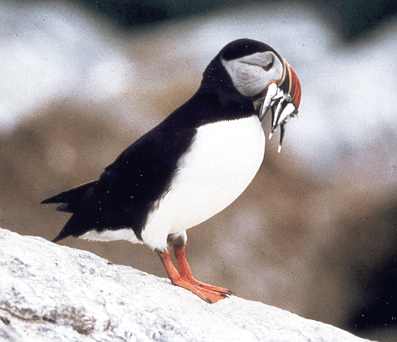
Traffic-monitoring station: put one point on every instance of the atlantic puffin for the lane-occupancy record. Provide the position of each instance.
(192, 165)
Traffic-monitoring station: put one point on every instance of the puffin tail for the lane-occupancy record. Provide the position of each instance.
(73, 227)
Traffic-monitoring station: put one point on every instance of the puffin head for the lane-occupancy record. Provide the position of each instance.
(252, 73)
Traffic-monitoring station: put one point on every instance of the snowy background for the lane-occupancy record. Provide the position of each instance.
(316, 231)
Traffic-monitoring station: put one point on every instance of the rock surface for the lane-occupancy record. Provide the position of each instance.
(54, 293)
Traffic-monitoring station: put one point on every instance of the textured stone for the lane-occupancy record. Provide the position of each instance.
(54, 293)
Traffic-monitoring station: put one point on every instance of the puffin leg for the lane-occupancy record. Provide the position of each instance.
(178, 280)
(186, 272)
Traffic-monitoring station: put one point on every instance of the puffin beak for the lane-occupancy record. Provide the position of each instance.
(283, 99)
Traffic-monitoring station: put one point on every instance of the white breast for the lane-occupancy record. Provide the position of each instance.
(221, 163)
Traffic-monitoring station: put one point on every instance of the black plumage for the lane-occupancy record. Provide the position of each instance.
(129, 187)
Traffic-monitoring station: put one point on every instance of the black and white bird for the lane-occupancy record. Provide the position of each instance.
(192, 165)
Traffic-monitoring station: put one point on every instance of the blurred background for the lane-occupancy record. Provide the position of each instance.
(315, 233)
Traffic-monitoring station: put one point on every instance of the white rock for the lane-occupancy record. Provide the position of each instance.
(54, 293)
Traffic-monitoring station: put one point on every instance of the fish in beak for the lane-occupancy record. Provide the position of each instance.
(282, 99)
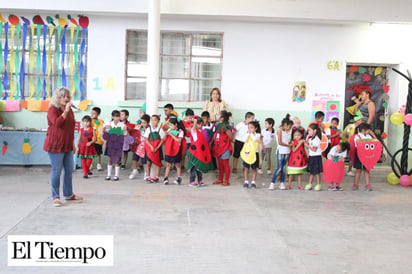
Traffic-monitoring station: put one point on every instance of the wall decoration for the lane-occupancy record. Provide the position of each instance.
(38, 55)
(299, 91)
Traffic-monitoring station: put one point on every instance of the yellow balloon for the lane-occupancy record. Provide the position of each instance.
(397, 118)
(392, 179)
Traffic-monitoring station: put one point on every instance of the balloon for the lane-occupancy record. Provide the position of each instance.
(397, 118)
(392, 178)
(408, 119)
(405, 180)
(348, 131)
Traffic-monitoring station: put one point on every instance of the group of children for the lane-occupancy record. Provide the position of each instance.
(205, 145)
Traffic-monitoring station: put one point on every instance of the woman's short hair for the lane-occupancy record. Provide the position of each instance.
(218, 91)
(57, 95)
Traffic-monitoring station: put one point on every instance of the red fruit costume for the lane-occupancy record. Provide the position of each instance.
(222, 143)
(86, 153)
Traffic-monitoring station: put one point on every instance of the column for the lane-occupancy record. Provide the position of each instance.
(153, 57)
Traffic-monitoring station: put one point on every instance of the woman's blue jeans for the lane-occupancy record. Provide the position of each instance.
(59, 161)
(282, 160)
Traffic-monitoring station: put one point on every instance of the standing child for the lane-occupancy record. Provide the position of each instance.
(268, 135)
(364, 133)
(333, 134)
(97, 125)
(154, 136)
(85, 148)
(222, 147)
(139, 153)
(240, 137)
(173, 152)
(114, 136)
(338, 153)
(282, 151)
(250, 154)
(298, 160)
(199, 157)
(124, 115)
(315, 155)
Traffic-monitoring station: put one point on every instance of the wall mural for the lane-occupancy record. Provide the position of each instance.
(38, 55)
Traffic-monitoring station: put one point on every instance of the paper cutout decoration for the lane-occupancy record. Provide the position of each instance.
(4, 148)
(12, 105)
(333, 171)
(83, 104)
(323, 142)
(26, 147)
(369, 152)
(299, 91)
(34, 105)
(366, 77)
(378, 71)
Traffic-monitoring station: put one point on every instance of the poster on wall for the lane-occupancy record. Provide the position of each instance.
(299, 91)
(329, 103)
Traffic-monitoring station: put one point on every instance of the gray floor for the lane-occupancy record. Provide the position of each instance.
(215, 229)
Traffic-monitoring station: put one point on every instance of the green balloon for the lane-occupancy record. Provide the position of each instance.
(392, 179)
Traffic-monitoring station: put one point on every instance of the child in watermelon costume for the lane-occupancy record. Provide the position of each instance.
(139, 152)
(222, 147)
(250, 154)
(198, 154)
(154, 137)
(85, 148)
(173, 152)
(298, 159)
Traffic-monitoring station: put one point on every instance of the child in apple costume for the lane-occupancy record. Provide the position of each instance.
(298, 159)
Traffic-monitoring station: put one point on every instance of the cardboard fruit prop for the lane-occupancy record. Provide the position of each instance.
(333, 171)
(369, 152)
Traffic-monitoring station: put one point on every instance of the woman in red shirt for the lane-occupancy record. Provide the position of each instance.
(59, 144)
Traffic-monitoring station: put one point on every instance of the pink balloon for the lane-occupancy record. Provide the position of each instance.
(405, 180)
(408, 119)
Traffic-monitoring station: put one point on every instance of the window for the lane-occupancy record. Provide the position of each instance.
(190, 65)
(52, 57)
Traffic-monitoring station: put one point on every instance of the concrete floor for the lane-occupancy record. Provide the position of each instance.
(215, 229)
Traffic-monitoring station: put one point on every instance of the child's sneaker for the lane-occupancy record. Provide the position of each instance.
(193, 184)
(178, 181)
(133, 174)
(332, 187)
(350, 173)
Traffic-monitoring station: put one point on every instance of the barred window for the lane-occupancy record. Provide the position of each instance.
(190, 65)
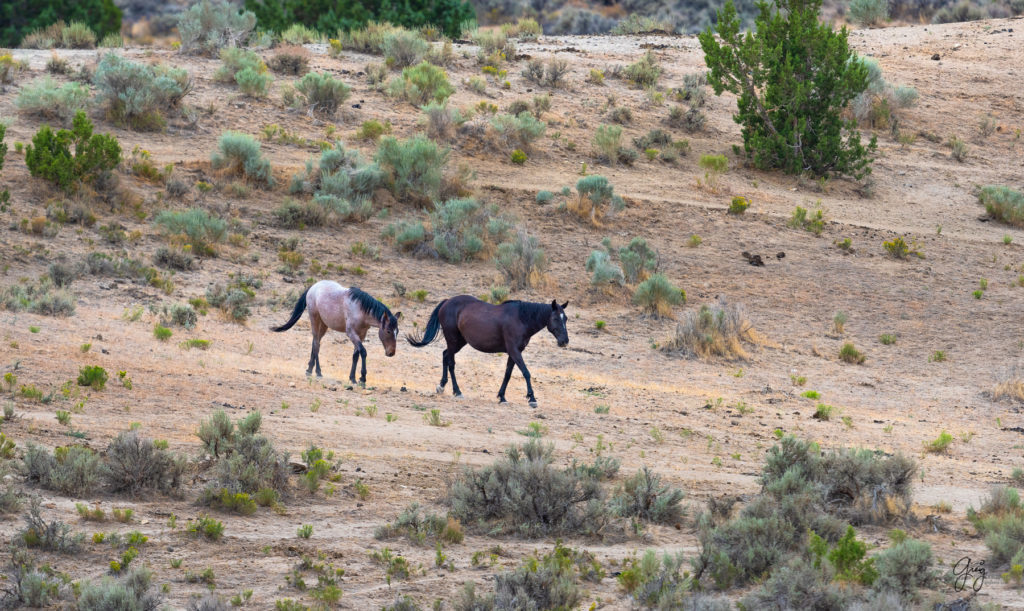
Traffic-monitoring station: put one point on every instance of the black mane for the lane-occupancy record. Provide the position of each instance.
(370, 305)
(529, 311)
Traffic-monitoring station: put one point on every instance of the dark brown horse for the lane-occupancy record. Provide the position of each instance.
(349, 310)
(506, 328)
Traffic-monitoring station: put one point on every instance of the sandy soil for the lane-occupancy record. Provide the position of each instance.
(895, 401)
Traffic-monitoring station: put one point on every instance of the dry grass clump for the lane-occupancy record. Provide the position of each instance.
(714, 331)
(1011, 386)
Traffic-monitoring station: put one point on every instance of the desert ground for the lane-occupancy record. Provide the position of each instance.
(702, 425)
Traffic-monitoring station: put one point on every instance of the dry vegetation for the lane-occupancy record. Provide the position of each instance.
(155, 433)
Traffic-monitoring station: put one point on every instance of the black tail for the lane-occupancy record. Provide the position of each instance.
(300, 307)
(430, 333)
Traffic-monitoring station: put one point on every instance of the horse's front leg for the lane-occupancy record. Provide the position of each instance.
(505, 382)
(517, 357)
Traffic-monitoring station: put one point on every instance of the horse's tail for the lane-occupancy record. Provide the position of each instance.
(430, 333)
(300, 306)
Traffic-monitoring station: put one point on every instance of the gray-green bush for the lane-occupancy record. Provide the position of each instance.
(413, 168)
(137, 95)
(44, 97)
(323, 93)
(240, 155)
(521, 260)
(209, 26)
(522, 492)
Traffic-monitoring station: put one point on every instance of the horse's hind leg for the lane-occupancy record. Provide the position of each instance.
(318, 330)
(508, 375)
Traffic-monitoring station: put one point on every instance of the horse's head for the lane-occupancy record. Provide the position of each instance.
(389, 333)
(556, 323)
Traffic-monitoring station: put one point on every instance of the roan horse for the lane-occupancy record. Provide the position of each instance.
(349, 310)
(506, 328)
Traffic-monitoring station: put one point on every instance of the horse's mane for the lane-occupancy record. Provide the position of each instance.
(528, 310)
(369, 304)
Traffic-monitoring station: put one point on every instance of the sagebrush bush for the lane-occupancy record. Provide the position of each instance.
(72, 470)
(210, 26)
(521, 260)
(644, 73)
(868, 12)
(413, 168)
(137, 95)
(129, 593)
(1004, 204)
(522, 492)
(246, 69)
(403, 48)
(291, 59)
(440, 121)
(656, 295)
(240, 155)
(791, 121)
(323, 93)
(421, 84)
(904, 568)
(713, 331)
(517, 132)
(603, 270)
(201, 230)
(44, 97)
(41, 298)
(645, 497)
(133, 465)
(595, 200)
(465, 229)
(49, 155)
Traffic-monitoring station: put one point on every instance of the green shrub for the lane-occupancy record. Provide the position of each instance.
(328, 16)
(547, 581)
(792, 115)
(210, 26)
(195, 225)
(523, 492)
(421, 84)
(645, 497)
(403, 48)
(868, 12)
(49, 155)
(240, 155)
(133, 465)
(72, 470)
(131, 592)
(137, 95)
(638, 260)
(517, 132)
(596, 199)
(38, 299)
(521, 261)
(43, 97)
(1004, 204)
(644, 73)
(465, 229)
(413, 168)
(656, 295)
(323, 93)
(20, 18)
(904, 568)
(92, 376)
(603, 270)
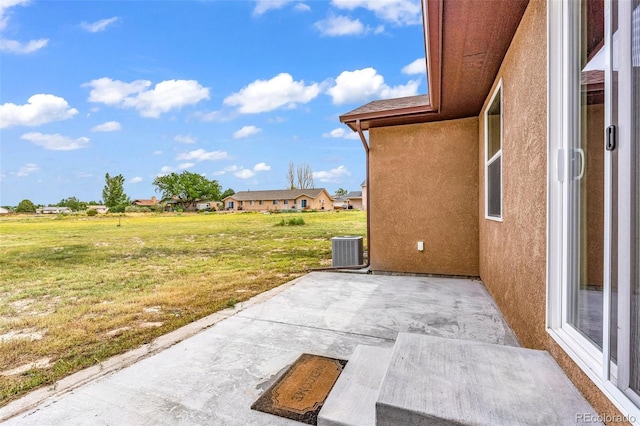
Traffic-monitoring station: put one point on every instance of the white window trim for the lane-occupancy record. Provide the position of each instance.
(498, 154)
(559, 115)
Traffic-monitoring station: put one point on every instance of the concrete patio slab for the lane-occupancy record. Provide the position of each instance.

WHAT TO WORK ON
Leave out every picture, and repeat word for word only the lines from the one holding "of the sagebrush" through the end of the entries above, both ends included.

ANSWER TO THE EXERCISE
Traffic-monitoring station: put one point on every instance of the sagebrush bush for the lane-occupancy record. Provide the position of each instance.
(72, 470)
(210, 26)
(521, 260)
(644, 73)
(868, 12)
(413, 168)
(137, 95)
(129, 593)
(1004, 204)
(522, 492)
(246, 69)
(403, 48)
(291, 59)
(440, 121)
(656, 295)
(240, 155)
(791, 121)
(323, 93)
(421, 84)
(904, 568)
(713, 331)
(517, 132)
(603, 270)
(201, 230)
(44, 97)
(41, 298)
(645, 497)
(133, 465)
(595, 200)
(465, 229)
(49, 155)
Traffic-monitoring station: put one point on every instance of the green shrub for the lane-occupancy record. Provide the position of each instance.
(328, 16)
(547, 581)
(792, 115)
(210, 26)
(195, 225)
(523, 492)
(421, 84)
(645, 497)
(403, 48)
(868, 12)
(49, 155)
(240, 155)
(133, 465)
(72, 470)
(131, 592)
(137, 95)
(638, 260)
(517, 132)
(596, 199)
(38, 299)
(521, 261)
(43, 97)
(1004, 204)
(644, 73)
(465, 229)
(413, 168)
(656, 295)
(323, 93)
(20, 18)
(904, 568)
(92, 376)
(603, 270)
Traffic-monitoring station: put one point on every instance of the white window trim for the lane-occupancy record. Provide the position of each instance.
(498, 154)
(559, 115)
Traffic-monitoring station: put one point on every instance of the concrete patio slab for the lane-occupancy record. Provide the position of each instance.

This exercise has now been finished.